— Start of ITEMS —

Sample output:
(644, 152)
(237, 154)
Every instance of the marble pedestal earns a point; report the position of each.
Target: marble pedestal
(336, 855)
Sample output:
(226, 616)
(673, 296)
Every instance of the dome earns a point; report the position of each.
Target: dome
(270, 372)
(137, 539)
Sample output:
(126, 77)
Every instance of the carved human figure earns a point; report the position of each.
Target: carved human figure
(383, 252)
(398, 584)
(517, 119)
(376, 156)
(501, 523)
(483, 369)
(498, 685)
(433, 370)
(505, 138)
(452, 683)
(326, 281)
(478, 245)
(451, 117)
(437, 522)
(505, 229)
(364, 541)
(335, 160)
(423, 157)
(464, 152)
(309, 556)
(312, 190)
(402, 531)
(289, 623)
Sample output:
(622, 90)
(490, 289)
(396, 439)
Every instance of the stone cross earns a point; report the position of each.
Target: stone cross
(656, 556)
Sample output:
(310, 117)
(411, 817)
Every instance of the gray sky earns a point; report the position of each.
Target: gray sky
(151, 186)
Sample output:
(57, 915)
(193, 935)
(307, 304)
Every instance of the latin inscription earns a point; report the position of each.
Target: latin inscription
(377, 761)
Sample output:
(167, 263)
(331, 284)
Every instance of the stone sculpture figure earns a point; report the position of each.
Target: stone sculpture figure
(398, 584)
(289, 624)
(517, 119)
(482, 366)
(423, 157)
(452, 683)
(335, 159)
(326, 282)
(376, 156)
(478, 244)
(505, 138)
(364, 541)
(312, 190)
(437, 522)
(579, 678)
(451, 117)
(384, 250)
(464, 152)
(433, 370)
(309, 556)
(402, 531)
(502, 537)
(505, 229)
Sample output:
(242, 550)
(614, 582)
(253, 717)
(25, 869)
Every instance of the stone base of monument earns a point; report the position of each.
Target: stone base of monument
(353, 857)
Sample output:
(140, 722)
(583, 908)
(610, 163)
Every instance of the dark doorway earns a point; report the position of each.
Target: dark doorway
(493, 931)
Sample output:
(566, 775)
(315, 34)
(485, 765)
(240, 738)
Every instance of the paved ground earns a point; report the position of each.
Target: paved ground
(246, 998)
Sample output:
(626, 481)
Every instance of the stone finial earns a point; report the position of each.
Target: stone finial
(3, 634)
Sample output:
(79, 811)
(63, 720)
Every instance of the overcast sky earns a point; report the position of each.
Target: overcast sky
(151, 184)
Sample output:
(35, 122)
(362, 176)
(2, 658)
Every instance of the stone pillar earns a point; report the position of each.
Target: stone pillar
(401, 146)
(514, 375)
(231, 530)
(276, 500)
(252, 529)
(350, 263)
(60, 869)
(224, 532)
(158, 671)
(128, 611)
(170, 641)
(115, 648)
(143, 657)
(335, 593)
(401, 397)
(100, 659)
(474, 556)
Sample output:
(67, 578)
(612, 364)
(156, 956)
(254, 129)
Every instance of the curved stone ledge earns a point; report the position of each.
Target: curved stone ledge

— End of ITEMS —

AIM:
Restate the whole listing exactly.

WRITTEN SOLUTION:
Sample output:
(644, 152)
(237, 154)
Every instance of the marble pedestal earns a point; report the position of each.
Target: marble pedestal
(336, 855)
Sample output:
(226, 616)
(673, 296)
Every instance of the dome earns a point; report the position of each.
Target: dome
(270, 372)
(137, 539)
Sample output:
(126, 77)
Every instance of the carved human figure earns a point; report the position of each.
Target: carved human figure
(383, 252)
(398, 584)
(517, 119)
(376, 156)
(501, 523)
(483, 369)
(498, 685)
(433, 370)
(505, 138)
(452, 683)
(326, 281)
(478, 245)
(451, 117)
(437, 522)
(505, 229)
(364, 541)
(335, 160)
(423, 157)
(464, 152)
(309, 556)
(312, 190)
(402, 531)
(289, 623)
Sample output:
(622, 90)
(490, 289)
(396, 439)
Every instance of the stone cross earns a point; report the position of each.
Target: stone cross
(656, 556)
Sample output:
(310, 117)
(411, 817)
Every instance of the gray sky earns a point; report the position of each.
Target: gray sky
(151, 186)
Sample output:
(57, 915)
(193, 935)
(307, 304)
Every instance of the latin inscription earns a point; report the position of each.
Target: latin inscription
(377, 761)
Sample output:
(167, 263)
(331, 284)
Every instance of the stone sculpture figure earns a point; report the position of each.
Target: stone sculpture figure
(398, 584)
(289, 624)
(517, 119)
(482, 366)
(423, 157)
(452, 683)
(335, 159)
(326, 282)
(376, 156)
(478, 244)
(505, 138)
(364, 541)
(312, 190)
(437, 522)
(579, 678)
(451, 117)
(384, 250)
(464, 152)
(433, 370)
(309, 556)
(402, 531)
(502, 537)
(505, 229)
Sample output:
(242, 550)
(614, 582)
(253, 717)
(25, 869)
Every instance of the stone base of monument earns a point; report the position of each.
Target: stone base of monument
(353, 857)
Sample output:
(140, 722)
(583, 908)
(610, 163)
Every instance of the dark doorway earns a point; report the position of each.
Target: dark doorway
(493, 931)
Sample output:
(566, 775)
(315, 34)
(485, 765)
(240, 738)
Every instance of the paved ground earns a point; report the position of each.
Target: paved ground
(246, 998)
Sample output:
(626, 481)
Every instance of the stone finial earns a point; report the position of each.
Target: stone finial
(3, 634)
Sample output:
(79, 811)
(63, 720)
Every instance of the overcast sky earns a point; report the position of each.
Target: overcast sky
(151, 184)
Sample output:
(35, 122)
(362, 176)
(2, 658)
Every instance of the stone pillar earns a point; report the position of each.
Target: stone pillar
(401, 146)
(514, 375)
(231, 530)
(276, 500)
(252, 529)
(350, 263)
(60, 869)
(224, 532)
(158, 671)
(128, 611)
(170, 641)
(115, 648)
(143, 657)
(335, 593)
(401, 397)
(100, 659)
(474, 556)
Sample output:
(67, 578)
(612, 364)
(156, 956)
(254, 129)
Every instance of the curved stone ledge earns a point; report the position of each.
Target: curved stone ledge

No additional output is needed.